→ Records supplied
----------
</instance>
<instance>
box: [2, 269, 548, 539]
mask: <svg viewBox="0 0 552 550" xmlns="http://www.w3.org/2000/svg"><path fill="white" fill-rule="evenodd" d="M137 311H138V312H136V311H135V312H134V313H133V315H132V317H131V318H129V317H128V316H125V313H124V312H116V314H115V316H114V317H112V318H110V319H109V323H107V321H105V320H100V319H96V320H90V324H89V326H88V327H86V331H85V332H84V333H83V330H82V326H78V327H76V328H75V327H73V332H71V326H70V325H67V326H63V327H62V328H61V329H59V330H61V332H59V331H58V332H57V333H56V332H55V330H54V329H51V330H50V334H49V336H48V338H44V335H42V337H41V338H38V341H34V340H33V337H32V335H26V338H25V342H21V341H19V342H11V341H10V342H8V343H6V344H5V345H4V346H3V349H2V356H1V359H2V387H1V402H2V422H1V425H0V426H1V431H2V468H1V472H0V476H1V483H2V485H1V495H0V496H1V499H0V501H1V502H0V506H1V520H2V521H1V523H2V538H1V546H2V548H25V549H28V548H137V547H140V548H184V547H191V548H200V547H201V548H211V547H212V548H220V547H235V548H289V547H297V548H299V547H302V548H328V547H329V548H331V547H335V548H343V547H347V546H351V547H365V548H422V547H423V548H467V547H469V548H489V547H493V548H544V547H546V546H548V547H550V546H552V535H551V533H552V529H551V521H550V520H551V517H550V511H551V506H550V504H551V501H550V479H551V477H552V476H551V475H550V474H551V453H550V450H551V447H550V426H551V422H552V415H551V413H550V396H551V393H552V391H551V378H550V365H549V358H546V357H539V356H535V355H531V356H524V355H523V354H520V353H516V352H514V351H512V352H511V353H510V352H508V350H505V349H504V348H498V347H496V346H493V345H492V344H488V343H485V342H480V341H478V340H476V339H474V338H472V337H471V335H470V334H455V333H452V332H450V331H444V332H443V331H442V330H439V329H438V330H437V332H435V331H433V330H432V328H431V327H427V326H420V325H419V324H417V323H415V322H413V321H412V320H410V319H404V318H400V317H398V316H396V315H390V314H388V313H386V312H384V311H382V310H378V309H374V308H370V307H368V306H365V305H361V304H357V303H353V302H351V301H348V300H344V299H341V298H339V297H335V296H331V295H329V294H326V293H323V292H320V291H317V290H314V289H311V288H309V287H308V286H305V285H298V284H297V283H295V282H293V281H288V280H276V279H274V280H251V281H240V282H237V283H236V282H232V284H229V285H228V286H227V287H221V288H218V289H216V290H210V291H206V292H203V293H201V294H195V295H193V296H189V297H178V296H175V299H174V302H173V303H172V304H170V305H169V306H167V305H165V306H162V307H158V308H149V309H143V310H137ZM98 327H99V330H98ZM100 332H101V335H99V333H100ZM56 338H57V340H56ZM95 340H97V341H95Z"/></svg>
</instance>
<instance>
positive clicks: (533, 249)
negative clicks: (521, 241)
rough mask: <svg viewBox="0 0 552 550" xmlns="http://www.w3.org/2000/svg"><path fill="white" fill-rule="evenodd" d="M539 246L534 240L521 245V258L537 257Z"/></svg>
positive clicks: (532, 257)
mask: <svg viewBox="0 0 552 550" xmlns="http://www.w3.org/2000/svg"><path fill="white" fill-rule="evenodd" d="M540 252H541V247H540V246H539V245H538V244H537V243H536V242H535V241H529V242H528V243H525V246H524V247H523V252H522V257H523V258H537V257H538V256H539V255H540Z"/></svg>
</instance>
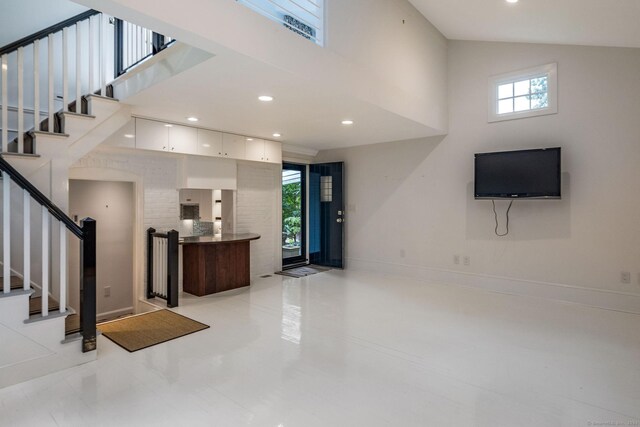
----------
→ Assigned task
Omit the pictures and retype exactly the lines from the one containing "positive clicks: (533, 249)" through the end of the entries above.

→ Output below
positive clicks: (533, 249)
negative clicks: (521, 241)
rough mask: <svg viewBox="0 0 552 550" xmlns="http://www.w3.org/2000/svg"><path fill="white" fill-rule="evenodd" d="M539 246L534 240L521 245V258L537 257Z"/></svg>
positive clicks: (532, 257)
mask: <svg viewBox="0 0 552 550" xmlns="http://www.w3.org/2000/svg"><path fill="white" fill-rule="evenodd" d="M540 252H541V247H540V246H539V245H538V244H537V243H536V242H535V241H529V242H528V243H525V246H524V247H523V252H522V257H523V258H537V257H538V256H539V255H540Z"/></svg>
</instance>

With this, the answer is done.